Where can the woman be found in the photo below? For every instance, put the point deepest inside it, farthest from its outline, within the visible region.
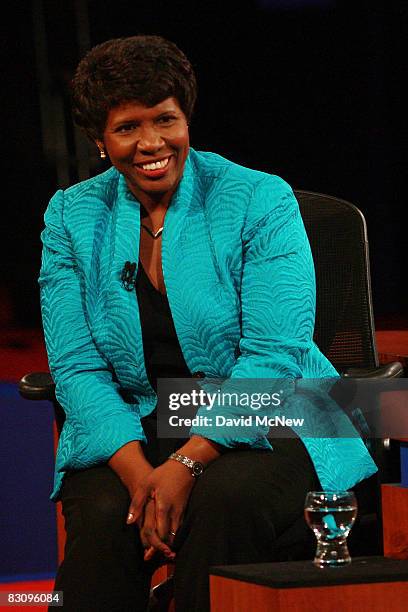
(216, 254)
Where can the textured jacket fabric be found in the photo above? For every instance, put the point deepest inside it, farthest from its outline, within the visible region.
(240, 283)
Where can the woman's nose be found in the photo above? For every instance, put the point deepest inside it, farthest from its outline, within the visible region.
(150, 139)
* * * *
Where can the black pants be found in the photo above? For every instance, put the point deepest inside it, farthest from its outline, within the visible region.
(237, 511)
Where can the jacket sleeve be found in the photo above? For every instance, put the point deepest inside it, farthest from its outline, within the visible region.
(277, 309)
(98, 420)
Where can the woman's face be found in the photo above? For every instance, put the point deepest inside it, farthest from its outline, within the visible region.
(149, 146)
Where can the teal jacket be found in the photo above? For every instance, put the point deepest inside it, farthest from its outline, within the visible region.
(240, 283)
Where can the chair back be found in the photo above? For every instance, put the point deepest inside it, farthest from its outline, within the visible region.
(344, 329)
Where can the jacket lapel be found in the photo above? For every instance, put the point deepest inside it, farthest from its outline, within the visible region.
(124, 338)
* * * *
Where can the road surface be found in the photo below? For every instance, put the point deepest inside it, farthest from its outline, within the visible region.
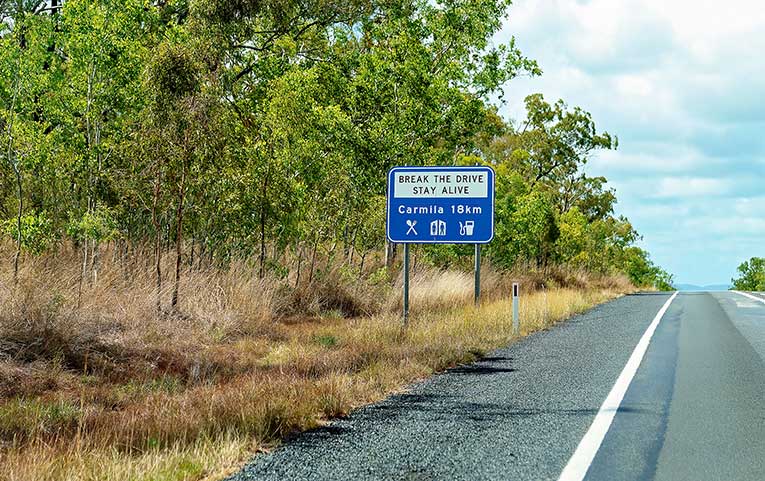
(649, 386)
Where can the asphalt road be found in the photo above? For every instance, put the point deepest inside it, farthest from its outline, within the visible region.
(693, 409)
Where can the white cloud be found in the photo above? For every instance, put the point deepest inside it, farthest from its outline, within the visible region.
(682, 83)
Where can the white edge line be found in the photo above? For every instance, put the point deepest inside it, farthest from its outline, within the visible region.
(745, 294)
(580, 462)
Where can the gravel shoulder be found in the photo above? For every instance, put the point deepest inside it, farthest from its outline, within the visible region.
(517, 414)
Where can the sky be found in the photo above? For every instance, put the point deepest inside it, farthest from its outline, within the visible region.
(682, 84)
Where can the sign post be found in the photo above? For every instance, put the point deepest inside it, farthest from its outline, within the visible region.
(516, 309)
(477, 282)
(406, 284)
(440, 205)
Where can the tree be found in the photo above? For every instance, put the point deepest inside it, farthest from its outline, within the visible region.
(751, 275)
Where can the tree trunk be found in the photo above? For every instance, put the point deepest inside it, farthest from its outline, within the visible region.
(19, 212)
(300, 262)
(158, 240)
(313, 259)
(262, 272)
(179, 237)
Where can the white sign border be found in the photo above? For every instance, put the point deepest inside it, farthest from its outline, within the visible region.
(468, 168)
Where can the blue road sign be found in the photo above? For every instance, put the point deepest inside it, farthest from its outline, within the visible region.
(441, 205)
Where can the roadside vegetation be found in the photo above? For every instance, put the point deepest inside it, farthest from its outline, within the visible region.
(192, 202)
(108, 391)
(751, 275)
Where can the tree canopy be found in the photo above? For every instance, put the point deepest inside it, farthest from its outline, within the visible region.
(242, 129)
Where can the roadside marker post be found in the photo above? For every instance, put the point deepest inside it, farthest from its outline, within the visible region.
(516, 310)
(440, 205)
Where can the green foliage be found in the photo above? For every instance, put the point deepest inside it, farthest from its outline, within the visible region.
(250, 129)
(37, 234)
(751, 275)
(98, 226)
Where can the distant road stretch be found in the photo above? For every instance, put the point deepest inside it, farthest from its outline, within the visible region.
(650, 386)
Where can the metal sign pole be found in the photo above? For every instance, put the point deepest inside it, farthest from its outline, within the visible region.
* * * *
### SHORT TASK
Which lines in the listing above contain the word "pants"? Extract each of them in full.

### RESPONSE TO THE TASK
Where can the black pants be found in the photo above? For every instance, put the point deepest inside it, farthest from its outline, within the visible region.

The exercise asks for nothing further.